## [Task goal]
Each line from the one containing "is the dense" through the end of the entries below must be output exactly; no other line belongs.

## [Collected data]

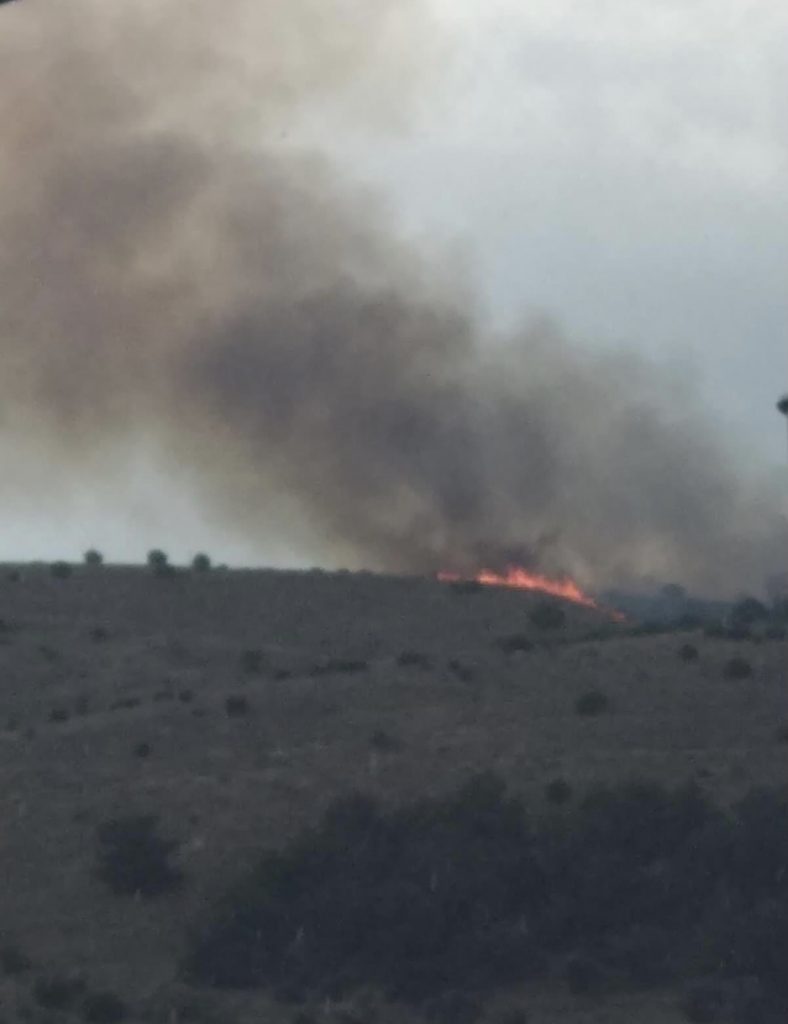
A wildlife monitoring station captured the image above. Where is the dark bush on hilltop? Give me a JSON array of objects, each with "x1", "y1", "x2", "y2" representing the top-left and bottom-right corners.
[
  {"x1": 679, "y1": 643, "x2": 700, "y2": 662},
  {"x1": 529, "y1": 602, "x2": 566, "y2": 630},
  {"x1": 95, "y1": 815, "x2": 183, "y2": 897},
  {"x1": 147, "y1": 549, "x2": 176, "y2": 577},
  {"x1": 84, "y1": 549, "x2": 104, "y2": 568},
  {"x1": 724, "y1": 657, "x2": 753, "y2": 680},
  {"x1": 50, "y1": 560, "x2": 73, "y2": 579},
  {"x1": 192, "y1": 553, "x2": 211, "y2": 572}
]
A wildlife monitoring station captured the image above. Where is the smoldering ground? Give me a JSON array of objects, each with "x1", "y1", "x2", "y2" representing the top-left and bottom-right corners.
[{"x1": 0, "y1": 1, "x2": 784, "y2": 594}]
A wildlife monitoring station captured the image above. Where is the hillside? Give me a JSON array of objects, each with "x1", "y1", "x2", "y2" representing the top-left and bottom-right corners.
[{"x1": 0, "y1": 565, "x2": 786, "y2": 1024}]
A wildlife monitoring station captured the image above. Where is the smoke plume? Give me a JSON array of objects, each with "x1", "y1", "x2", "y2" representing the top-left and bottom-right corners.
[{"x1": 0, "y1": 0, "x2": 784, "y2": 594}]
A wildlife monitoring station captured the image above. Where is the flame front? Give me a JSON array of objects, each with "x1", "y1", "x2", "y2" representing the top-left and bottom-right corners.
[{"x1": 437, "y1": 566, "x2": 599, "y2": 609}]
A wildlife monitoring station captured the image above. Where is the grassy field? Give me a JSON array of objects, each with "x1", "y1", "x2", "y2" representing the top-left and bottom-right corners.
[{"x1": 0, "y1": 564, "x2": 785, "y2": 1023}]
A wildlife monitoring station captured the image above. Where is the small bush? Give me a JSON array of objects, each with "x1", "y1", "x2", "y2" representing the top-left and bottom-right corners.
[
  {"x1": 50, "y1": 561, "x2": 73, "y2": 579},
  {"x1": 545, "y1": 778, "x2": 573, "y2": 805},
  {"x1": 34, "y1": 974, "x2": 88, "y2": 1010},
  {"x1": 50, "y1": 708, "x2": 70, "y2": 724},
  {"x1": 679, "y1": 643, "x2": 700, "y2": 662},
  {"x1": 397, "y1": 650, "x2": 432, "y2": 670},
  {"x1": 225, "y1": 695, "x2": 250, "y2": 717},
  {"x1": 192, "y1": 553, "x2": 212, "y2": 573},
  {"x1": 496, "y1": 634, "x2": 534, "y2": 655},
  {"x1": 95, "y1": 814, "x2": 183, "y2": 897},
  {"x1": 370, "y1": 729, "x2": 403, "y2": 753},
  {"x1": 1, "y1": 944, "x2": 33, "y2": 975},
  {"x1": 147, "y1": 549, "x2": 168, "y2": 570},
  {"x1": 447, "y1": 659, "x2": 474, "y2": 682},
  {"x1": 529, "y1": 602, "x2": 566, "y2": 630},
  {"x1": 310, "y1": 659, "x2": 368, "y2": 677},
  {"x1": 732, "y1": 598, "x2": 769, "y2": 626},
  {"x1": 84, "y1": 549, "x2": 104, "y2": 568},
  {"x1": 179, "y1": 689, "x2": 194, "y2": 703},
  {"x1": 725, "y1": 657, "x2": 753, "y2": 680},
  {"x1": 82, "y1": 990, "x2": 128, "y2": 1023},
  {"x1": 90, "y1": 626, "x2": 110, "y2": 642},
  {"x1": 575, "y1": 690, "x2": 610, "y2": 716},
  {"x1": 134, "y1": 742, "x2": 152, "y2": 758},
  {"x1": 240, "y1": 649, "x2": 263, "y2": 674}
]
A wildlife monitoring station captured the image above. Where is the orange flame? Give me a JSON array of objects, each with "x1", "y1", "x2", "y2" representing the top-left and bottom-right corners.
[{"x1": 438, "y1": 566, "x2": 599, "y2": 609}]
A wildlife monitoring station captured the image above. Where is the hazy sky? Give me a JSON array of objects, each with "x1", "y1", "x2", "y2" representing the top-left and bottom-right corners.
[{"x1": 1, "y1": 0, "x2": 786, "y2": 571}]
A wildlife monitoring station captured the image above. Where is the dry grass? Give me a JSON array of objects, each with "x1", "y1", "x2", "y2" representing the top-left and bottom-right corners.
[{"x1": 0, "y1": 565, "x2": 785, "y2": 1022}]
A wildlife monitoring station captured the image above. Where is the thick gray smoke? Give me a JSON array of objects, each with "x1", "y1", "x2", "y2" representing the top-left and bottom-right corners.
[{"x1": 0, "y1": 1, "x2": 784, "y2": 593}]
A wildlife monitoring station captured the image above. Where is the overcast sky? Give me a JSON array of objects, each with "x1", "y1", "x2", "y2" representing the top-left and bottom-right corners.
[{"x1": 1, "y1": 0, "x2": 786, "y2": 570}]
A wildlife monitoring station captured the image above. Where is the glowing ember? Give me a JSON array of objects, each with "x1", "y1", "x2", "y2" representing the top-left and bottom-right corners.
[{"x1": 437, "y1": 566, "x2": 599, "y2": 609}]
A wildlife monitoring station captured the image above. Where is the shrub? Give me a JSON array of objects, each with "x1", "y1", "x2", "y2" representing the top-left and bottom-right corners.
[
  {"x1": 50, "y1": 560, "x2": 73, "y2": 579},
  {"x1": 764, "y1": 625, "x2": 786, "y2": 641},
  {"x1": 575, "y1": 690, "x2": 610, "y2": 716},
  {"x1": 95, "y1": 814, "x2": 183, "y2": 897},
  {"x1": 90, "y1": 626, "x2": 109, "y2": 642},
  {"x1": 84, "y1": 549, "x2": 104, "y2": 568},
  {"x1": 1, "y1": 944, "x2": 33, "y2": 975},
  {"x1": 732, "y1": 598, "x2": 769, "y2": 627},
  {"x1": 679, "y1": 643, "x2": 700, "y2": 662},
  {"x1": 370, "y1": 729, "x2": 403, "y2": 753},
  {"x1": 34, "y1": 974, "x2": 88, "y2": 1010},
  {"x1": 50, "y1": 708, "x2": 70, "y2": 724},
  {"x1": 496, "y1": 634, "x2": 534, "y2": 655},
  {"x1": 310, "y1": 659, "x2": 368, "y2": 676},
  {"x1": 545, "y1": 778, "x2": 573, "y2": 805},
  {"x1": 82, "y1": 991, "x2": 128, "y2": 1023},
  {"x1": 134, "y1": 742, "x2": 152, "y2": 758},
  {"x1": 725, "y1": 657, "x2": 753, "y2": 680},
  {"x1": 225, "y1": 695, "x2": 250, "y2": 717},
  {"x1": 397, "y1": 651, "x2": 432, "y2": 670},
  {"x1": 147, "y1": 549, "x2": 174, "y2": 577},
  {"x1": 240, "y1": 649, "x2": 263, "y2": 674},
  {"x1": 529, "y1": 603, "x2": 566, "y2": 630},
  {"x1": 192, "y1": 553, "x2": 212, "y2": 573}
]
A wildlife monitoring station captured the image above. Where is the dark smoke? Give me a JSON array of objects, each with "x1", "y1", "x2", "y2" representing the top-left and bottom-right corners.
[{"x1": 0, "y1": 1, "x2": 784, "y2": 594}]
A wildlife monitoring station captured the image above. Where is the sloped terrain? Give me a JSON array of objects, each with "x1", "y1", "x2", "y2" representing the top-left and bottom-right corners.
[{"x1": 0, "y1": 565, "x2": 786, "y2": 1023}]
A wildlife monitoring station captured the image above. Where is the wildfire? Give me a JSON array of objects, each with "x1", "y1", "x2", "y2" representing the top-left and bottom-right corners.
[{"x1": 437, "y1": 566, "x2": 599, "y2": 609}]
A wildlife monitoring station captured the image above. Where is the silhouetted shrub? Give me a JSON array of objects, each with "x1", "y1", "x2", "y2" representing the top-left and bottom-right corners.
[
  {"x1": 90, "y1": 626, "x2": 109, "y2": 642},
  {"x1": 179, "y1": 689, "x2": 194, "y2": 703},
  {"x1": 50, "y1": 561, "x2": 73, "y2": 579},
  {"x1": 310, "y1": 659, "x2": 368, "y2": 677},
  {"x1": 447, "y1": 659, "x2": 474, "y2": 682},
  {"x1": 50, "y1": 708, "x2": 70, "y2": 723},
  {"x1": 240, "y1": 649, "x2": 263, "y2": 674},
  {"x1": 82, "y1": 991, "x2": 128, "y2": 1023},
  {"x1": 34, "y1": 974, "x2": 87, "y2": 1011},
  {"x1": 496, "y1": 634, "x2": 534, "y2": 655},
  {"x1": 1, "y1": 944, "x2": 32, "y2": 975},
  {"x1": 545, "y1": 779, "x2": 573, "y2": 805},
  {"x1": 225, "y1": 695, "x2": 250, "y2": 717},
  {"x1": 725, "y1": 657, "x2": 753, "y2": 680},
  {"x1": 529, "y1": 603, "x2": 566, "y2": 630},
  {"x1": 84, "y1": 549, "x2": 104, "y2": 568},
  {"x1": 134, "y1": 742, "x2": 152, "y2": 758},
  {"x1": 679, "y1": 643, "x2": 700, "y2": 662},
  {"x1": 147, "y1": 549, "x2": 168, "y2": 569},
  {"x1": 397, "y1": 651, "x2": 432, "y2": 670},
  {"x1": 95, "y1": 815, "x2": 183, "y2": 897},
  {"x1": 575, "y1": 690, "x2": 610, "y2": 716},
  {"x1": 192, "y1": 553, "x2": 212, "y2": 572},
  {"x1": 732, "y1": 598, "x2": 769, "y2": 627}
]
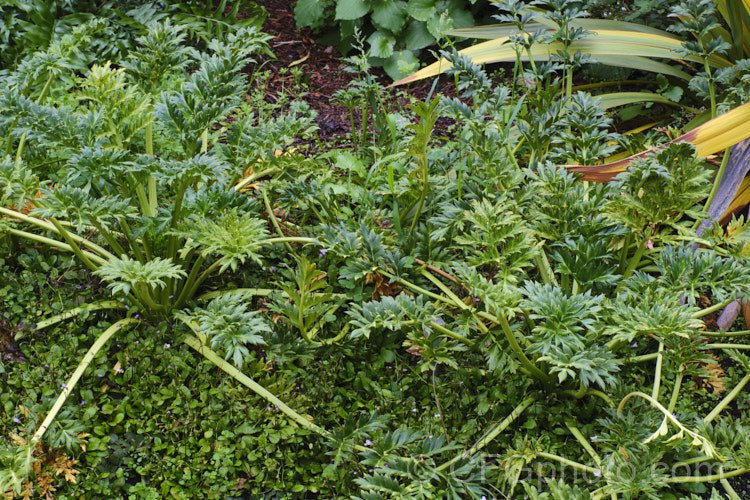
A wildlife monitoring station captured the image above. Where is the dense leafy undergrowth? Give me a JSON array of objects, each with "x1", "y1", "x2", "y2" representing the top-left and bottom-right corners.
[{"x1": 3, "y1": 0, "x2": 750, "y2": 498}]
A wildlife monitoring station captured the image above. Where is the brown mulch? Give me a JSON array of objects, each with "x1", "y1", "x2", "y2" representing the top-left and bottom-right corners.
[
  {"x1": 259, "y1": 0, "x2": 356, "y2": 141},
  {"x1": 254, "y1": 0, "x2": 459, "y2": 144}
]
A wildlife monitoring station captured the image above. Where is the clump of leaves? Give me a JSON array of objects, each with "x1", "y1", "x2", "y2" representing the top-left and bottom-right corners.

## [Exercise result]
A wildlife monitoring station captured the image above. Where is the dense leafy undergrowth? Give me a JSON array of objects, each with "x1", "y1", "x2", "y2" representing the top-left and bottom-right corners.
[{"x1": 3, "y1": 0, "x2": 750, "y2": 498}]
A wildlife monitoring station captured the image above. Where is the brown mulch? Give me a JSON array of objects, each with "x1", "y1", "x2", "y2" representing the top-left and bottom-right corners.
[
  {"x1": 259, "y1": 0, "x2": 356, "y2": 141},
  {"x1": 254, "y1": 0, "x2": 459, "y2": 144}
]
A wildlife monitoring station captured the image above. Where is the clump of leaves? Give me a JSON array of objects, each with "x1", "y1", "x2", "y2" representing the top-left and bottom-right corners.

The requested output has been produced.